(Collection entries)

----

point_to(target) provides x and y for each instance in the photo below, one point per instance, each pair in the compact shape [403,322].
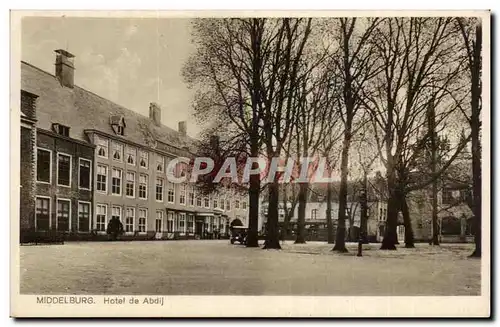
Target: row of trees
[304,87]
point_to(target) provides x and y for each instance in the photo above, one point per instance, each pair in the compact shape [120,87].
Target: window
[63,213]
[83,216]
[143,160]
[42,213]
[160,163]
[101,214]
[170,222]
[143,186]
[84,174]
[63,169]
[182,223]
[159,221]
[61,129]
[182,196]
[130,184]
[159,189]
[102,147]
[102,176]
[116,182]
[143,213]
[116,212]
[43,159]
[129,220]
[191,196]
[190,224]
[117,151]
[131,155]
[171,192]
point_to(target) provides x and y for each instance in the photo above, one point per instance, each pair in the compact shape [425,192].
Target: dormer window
[61,129]
[118,124]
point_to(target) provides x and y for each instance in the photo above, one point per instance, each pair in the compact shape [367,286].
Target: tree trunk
[409,239]
[301,219]
[340,237]
[272,238]
[329,221]
[253,212]
[476,140]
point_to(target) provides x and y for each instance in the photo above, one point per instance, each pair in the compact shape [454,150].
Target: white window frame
[50,210]
[70,210]
[90,173]
[170,187]
[145,220]
[105,206]
[100,139]
[50,165]
[107,179]
[115,144]
[128,152]
[133,220]
[133,185]
[139,187]
[121,181]
[162,189]
[90,215]
[70,168]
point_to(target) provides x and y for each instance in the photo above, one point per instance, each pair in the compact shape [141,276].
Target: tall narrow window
[170,221]
[159,189]
[102,147]
[63,169]
[43,159]
[117,151]
[116,182]
[131,155]
[102,177]
[160,163]
[83,216]
[129,220]
[84,174]
[116,213]
[143,186]
[143,213]
[171,192]
[191,196]
[101,214]
[143,159]
[42,213]
[182,196]
[63,213]
[159,221]
[130,186]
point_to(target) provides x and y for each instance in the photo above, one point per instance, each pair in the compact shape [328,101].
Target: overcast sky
[130,61]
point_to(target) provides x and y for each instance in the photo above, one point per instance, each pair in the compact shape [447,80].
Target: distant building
[128,154]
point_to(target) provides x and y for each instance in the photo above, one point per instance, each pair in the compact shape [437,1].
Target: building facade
[129,155]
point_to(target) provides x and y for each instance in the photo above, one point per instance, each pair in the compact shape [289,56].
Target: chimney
[65,68]
[155,113]
[183,128]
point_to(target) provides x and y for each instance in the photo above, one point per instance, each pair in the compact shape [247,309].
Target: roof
[84,110]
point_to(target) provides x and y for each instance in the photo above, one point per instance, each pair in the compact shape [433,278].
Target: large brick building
[130,154]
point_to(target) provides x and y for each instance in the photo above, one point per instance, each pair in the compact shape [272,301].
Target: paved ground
[218,268]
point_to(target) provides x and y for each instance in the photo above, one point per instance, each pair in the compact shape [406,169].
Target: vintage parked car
[238,234]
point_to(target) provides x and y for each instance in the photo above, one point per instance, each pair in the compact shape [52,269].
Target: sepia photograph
[239,158]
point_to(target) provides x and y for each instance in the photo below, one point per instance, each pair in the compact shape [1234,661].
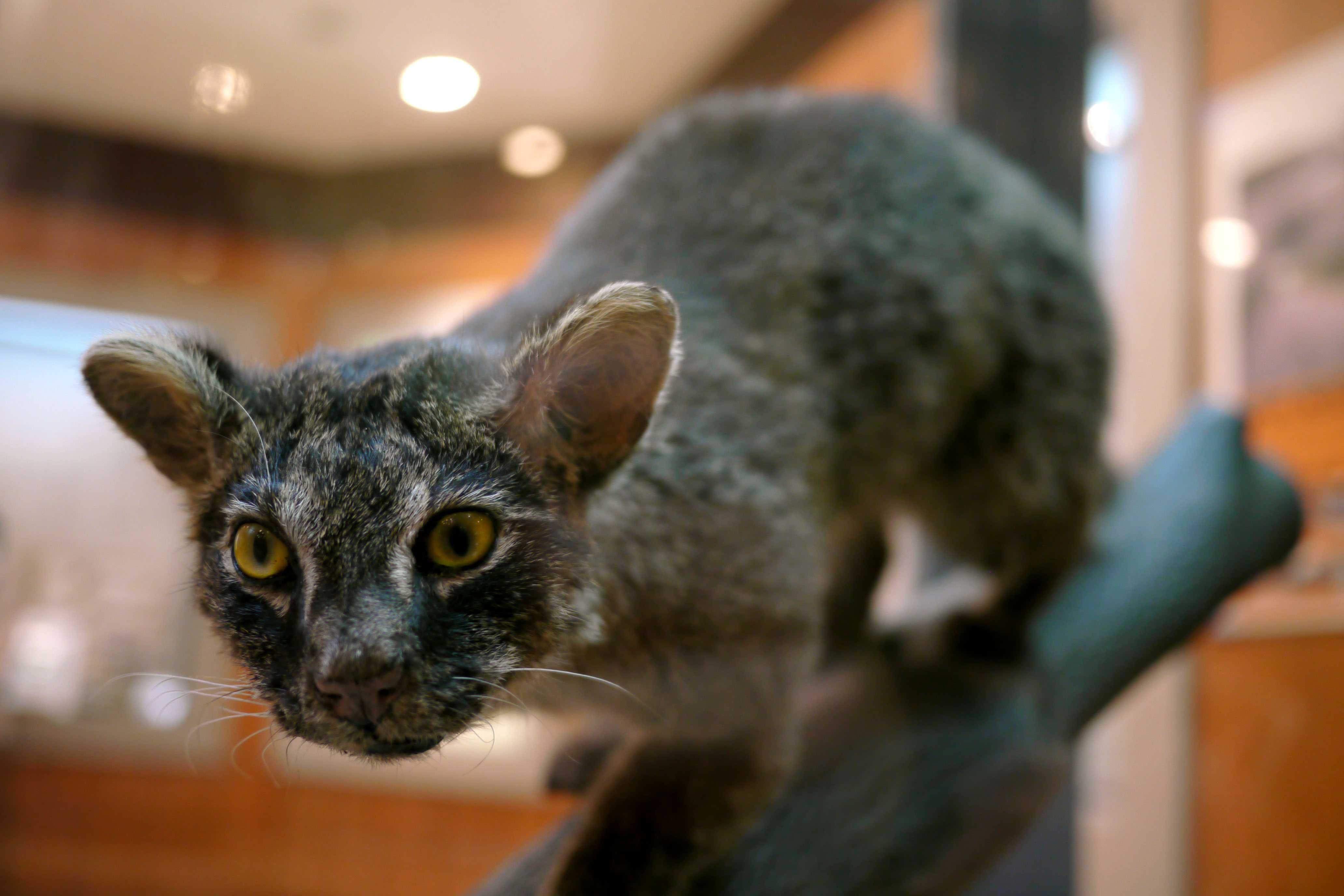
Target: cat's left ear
[585,387]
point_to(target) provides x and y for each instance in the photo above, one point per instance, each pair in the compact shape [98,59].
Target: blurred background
[301,173]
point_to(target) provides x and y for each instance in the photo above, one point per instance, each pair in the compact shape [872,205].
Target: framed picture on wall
[1273,245]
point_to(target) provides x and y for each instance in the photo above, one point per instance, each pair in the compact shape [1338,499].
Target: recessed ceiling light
[221,89]
[439,84]
[1229,242]
[533,151]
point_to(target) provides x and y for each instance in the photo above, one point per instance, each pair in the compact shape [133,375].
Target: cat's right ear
[167,391]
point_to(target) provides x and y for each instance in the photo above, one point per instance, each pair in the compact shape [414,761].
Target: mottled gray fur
[873,315]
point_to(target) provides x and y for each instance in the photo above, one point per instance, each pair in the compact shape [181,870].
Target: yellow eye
[259,553]
[460,539]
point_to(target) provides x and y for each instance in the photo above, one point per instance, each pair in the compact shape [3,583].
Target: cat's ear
[585,387]
[166,391]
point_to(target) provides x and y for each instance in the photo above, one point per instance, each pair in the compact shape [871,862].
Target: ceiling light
[1103,127]
[1229,242]
[439,84]
[533,151]
[221,89]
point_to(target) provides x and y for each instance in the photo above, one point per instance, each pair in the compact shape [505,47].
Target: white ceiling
[324,73]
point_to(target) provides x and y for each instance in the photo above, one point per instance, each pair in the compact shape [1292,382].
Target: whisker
[233,754]
[261,442]
[494,738]
[267,765]
[580,675]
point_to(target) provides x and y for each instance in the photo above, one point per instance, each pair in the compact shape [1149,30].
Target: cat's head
[385,537]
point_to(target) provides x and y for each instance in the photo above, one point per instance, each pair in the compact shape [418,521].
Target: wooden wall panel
[1269,767]
[1245,35]
[133,833]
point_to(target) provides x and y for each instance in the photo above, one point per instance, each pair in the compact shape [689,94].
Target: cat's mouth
[397,749]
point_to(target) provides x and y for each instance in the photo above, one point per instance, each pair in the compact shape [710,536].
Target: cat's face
[385,539]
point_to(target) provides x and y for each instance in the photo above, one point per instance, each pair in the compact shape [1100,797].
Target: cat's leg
[679,794]
[665,808]
[1014,494]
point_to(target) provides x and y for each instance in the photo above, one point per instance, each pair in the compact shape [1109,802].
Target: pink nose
[362,703]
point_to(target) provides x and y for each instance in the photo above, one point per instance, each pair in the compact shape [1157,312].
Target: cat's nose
[363,702]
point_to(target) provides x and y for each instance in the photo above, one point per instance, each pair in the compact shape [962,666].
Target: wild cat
[773,322]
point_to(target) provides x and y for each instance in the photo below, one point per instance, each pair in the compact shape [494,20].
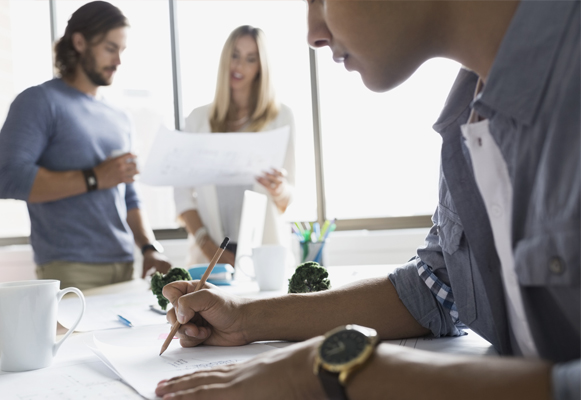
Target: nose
[319,35]
[117,60]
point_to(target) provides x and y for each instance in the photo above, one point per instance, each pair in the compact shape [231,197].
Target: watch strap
[333,389]
[90,179]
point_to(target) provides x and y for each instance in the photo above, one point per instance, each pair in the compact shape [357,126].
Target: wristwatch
[155,245]
[343,351]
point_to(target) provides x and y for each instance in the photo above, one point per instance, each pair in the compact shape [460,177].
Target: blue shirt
[532,102]
[59,128]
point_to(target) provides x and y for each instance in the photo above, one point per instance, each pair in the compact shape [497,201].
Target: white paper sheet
[102,310]
[143,367]
[83,380]
[185,159]
[469,344]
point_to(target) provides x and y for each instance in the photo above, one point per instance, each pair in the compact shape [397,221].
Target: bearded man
[67,153]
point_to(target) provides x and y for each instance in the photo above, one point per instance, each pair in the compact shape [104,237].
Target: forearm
[142,233]
[372,302]
[53,185]
[403,373]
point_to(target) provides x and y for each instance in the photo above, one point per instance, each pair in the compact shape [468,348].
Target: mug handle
[239,265]
[59,297]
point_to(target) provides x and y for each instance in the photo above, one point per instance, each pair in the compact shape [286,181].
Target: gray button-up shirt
[532,102]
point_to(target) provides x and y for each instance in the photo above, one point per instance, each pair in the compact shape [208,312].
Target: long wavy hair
[264,107]
[92,20]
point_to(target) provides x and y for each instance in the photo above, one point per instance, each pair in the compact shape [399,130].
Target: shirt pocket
[550,258]
[449,230]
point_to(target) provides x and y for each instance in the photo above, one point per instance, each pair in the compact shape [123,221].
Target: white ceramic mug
[269,266]
[28,322]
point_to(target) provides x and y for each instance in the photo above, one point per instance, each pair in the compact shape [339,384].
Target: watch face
[343,346]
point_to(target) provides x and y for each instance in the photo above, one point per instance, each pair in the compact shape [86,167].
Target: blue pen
[125,321]
[317,230]
[320,252]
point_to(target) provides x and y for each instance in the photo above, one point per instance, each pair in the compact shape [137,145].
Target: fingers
[174,290]
[189,304]
[190,334]
[189,385]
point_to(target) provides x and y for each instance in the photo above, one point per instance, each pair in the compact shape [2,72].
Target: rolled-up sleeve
[23,138]
[420,301]
[567,381]
[185,199]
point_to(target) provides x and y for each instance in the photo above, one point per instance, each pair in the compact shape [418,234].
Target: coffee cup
[269,263]
[28,322]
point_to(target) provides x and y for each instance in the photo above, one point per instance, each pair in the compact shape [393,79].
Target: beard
[89,66]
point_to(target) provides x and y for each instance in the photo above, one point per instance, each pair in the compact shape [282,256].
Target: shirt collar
[524,60]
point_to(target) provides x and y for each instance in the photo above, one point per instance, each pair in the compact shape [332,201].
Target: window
[203,28]
[25,60]
[380,154]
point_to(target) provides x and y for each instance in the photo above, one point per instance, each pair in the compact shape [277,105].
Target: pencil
[201,283]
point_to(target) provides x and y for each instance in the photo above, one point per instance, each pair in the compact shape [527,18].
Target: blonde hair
[264,107]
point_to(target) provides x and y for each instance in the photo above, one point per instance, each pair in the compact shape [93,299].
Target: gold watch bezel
[345,370]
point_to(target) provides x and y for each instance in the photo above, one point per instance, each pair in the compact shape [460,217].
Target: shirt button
[496,210]
[556,266]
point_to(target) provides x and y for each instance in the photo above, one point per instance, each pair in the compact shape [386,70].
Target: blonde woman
[244,102]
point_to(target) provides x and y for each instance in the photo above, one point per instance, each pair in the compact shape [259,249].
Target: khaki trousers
[85,275]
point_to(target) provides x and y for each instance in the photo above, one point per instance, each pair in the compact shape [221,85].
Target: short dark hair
[91,20]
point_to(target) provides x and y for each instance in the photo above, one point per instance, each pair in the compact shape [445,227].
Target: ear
[79,42]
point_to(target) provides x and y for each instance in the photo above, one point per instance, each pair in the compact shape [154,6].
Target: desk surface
[77,372]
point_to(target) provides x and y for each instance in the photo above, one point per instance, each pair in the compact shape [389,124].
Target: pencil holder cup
[312,251]
[28,322]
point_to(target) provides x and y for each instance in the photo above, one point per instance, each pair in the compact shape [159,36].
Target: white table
[77,373]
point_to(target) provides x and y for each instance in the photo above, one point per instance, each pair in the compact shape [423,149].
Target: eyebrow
[255,54]
[110,43]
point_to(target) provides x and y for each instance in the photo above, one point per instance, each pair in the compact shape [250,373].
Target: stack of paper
[142,367]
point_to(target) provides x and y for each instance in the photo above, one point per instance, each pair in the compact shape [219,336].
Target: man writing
[66,152]
[502,256]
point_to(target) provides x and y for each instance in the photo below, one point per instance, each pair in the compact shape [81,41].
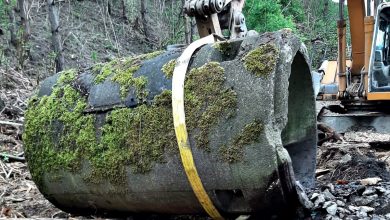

----

- [WRITTEN TASK] Echo the stretch from the line containing "compact shape [250,373]." through the end of the items, word for word, and leave the pictures out.

- [EXERCISE RESPONSE]
point_to(target) provides x and y for each instance in the photo above, one point per instance, each pair in the compact shape [250,373].
Target: stack of paper
[142,367]
point_to(target) provides x and y for each instance in the photo above, one point per instance, each pair in the compact shape [219,336].
Target: man writing
[66,152]
[502,256]
point_to(target) provides x and y for each instance in the photo below, one point per instance, each pair in the compact shape [81,41].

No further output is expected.